EXERCISE BRIEF: Write out exactly the lines from the first line of the records below through the line that contains "[bbox-request] shoulder", and stop there.

Saved entries:
►

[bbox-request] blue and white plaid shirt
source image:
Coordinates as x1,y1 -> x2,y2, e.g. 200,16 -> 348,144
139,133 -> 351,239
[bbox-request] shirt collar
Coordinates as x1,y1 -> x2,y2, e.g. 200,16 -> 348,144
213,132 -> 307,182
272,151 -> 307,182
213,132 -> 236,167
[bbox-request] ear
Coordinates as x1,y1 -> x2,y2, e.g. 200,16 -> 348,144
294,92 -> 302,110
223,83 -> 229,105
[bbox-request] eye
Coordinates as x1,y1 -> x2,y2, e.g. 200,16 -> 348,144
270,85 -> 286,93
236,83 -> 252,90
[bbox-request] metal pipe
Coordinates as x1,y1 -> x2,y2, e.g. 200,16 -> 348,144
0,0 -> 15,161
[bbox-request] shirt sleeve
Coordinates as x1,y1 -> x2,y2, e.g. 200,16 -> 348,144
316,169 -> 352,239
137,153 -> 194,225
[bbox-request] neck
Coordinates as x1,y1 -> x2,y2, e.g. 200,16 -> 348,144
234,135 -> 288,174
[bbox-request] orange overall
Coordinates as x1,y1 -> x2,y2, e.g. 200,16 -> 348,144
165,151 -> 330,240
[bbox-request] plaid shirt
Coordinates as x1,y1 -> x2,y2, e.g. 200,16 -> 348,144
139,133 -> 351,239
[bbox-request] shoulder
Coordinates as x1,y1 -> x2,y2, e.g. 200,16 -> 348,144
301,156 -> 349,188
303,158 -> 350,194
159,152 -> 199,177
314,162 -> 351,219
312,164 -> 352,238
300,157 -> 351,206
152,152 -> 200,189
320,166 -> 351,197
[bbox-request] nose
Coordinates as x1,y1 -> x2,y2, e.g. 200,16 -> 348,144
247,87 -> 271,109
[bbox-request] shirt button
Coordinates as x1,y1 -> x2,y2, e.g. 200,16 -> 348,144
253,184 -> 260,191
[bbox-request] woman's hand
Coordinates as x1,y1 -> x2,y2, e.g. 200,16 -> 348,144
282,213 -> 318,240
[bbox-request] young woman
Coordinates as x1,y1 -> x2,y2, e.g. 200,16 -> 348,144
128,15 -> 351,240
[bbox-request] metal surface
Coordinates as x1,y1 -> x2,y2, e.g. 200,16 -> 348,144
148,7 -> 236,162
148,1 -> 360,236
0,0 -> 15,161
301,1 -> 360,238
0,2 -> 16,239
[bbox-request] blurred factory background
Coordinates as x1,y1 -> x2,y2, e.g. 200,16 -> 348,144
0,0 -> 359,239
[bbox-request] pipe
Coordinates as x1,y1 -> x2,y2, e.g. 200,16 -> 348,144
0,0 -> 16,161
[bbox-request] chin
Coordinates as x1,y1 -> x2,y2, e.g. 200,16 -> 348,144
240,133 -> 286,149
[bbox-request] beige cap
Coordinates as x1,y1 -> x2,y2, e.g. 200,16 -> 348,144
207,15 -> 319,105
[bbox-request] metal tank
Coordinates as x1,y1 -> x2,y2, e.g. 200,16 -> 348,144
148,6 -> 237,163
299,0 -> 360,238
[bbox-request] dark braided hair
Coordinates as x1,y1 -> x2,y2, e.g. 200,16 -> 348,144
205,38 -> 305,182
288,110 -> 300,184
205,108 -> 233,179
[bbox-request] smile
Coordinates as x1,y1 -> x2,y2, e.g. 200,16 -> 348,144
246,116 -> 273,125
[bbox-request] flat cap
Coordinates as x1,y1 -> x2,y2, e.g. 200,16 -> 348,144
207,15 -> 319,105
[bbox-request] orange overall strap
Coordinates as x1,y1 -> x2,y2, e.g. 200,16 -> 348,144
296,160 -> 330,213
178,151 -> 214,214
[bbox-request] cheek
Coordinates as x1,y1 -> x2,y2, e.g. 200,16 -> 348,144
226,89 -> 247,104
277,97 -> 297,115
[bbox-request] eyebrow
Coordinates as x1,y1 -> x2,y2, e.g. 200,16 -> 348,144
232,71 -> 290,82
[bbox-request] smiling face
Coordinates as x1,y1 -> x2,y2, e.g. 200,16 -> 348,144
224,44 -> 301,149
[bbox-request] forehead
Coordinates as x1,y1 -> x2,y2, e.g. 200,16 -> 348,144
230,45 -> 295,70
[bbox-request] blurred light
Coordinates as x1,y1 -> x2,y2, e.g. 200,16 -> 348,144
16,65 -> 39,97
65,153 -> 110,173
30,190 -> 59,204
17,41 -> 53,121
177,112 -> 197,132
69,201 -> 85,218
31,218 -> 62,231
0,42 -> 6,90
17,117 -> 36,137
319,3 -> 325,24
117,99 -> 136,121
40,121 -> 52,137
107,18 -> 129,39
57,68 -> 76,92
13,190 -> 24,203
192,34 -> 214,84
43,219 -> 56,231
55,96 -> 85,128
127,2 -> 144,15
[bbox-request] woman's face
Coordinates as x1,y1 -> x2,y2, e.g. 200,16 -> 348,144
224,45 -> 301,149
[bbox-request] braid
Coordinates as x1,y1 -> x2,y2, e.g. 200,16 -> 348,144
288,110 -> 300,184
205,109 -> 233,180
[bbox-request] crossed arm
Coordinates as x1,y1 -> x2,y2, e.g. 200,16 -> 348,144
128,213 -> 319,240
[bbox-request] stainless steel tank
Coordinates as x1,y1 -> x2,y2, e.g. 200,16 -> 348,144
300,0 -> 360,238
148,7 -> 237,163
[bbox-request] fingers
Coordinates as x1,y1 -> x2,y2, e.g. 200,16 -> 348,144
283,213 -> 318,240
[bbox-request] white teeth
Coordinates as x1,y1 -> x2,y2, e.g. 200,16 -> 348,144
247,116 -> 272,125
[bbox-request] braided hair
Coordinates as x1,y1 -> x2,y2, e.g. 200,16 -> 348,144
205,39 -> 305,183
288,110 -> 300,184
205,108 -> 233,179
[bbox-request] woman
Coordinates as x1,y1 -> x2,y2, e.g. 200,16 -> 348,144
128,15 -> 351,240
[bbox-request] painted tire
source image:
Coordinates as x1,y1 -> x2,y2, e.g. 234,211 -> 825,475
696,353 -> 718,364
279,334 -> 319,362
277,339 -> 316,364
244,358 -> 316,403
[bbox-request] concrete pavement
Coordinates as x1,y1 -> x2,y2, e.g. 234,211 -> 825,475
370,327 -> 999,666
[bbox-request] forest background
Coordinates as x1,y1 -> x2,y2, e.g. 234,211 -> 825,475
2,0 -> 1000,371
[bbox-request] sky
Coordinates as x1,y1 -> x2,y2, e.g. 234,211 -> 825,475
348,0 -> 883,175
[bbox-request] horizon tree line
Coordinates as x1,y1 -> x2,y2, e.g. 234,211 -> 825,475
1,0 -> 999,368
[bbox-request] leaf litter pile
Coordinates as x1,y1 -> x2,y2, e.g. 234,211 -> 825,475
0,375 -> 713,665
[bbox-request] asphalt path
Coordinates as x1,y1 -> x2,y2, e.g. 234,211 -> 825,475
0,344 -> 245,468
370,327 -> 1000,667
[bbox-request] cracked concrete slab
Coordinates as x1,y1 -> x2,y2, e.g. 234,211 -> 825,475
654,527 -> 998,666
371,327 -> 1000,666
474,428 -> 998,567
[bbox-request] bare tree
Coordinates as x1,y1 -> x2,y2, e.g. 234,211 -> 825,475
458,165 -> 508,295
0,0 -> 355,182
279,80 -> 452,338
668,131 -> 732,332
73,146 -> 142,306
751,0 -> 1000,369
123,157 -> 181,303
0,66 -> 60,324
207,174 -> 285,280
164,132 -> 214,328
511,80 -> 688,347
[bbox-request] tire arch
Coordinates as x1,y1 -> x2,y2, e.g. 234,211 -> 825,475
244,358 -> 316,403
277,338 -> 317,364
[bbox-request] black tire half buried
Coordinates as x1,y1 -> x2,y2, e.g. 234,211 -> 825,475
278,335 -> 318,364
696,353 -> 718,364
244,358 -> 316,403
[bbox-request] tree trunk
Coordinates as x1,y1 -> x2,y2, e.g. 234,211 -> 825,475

◄

OUTPUT FOR THIS TASK:
[bbox-request] blue and white plaid shirt
source image:
Coordinates as x1,y1 -> x2,y2, e.g. 200,16 -> 348,144
139,133 -> 351,239
[bbox-request] shirt collar
Coordinates as x1,y1 -> x2,y2, e.g. 200,16 -> 348,144
213,132 -> 307,182
272,151 -> 307,182
213,132 -> 236,167
[bbox-request] ear
Coordinates as x1,y1 -> x2,y2, e.g. 200,16 -> 348,144
294,92 -> 302,110
223,83 -> 229,105
[bbox-request] eye
Coordinates as x1,y1 -> x2,y2, e.g. 200,16 -> 348,144
270,85 -> 286,93
236,83 -> 252,90
[bbox-request] metal pipe
Coordinates as x1,y1 -> x2,y2, e.g. 200,16 -> 348,144
0,0 -> 15,161
[bbox-request] shirt sleeve
Coordinates as x1,y1 -> x2,y2, e.g. 200,16 -> 348,144
316,169 -> 352,239
137,153 -> 194,225
[bbox-request] neck
Coordinates as x1,y1 -> x2,y2, e.g. 200,16 -> 348,144
234,135 -> 288,174
[bbox-request] orange overall
Coordinates as x1,y1 -> x2,y2, e.g. 200,16 -> 348,144
165,151 -> 330,240
[bbox-request] plaid shirt
Coordinates as x1,y1 -> x2,y2, e.g. 200,16 -> 348,144
139,133 -> 351,239
[bbox-request] shoulder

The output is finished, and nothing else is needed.